» Task goal
Extract every line in the items below that contains the string "river", copying each line in full.

=== Input data ===

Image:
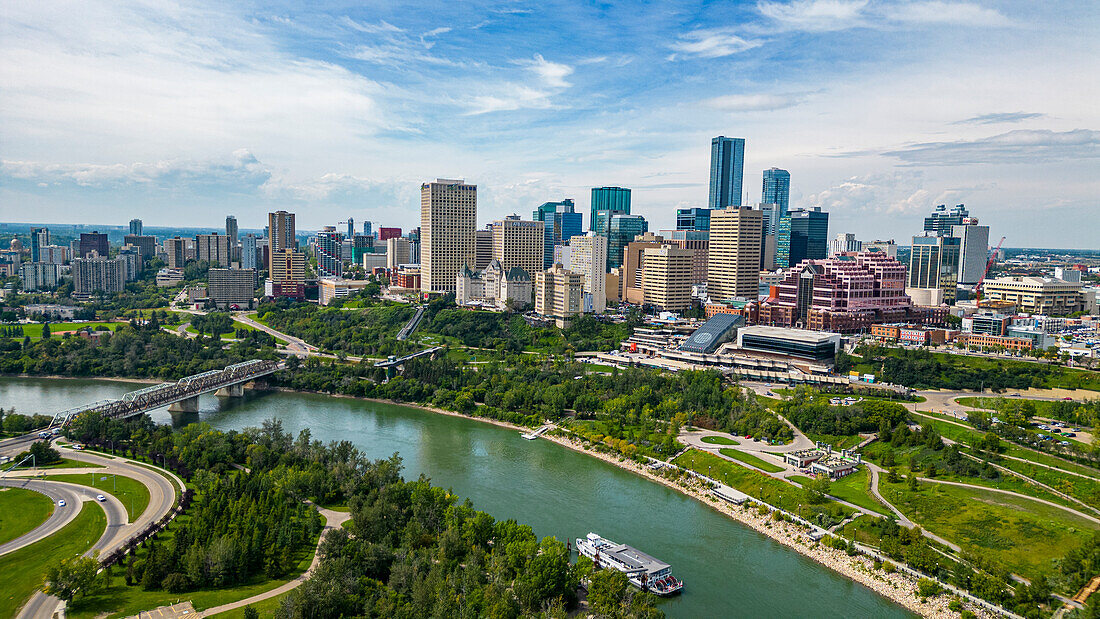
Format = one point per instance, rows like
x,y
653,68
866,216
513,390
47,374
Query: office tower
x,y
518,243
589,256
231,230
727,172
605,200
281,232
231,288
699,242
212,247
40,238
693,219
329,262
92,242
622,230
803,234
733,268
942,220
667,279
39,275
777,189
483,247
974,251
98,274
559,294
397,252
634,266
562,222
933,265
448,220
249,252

===
=== Input data ===

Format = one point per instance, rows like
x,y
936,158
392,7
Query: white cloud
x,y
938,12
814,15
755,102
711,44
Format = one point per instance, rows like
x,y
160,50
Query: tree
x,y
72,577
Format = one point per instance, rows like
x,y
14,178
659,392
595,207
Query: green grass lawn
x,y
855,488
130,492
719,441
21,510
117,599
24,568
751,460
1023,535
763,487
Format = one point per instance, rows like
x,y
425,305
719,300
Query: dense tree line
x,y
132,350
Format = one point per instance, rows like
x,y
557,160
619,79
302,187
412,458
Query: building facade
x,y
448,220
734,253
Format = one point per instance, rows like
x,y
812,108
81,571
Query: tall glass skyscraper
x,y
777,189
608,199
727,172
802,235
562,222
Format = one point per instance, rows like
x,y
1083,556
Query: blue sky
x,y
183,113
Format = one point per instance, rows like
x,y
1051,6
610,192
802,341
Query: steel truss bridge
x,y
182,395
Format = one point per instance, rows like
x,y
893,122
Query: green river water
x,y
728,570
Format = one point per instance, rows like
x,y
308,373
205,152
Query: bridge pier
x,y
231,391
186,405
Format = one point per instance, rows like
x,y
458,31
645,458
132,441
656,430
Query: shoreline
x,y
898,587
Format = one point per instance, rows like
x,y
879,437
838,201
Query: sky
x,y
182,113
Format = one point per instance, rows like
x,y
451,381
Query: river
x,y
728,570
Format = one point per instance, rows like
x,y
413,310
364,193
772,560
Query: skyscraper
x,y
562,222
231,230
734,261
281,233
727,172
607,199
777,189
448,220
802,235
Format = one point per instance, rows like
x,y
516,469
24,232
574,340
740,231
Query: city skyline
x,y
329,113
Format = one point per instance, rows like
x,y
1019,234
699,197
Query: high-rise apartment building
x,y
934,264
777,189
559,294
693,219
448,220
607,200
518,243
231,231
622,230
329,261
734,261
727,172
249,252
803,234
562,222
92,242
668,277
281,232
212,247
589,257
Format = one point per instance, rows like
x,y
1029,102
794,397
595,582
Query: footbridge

===
=== Input data ===

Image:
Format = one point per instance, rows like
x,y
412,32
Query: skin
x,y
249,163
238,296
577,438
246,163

===

» Exercise output
Query: green river water
Query: river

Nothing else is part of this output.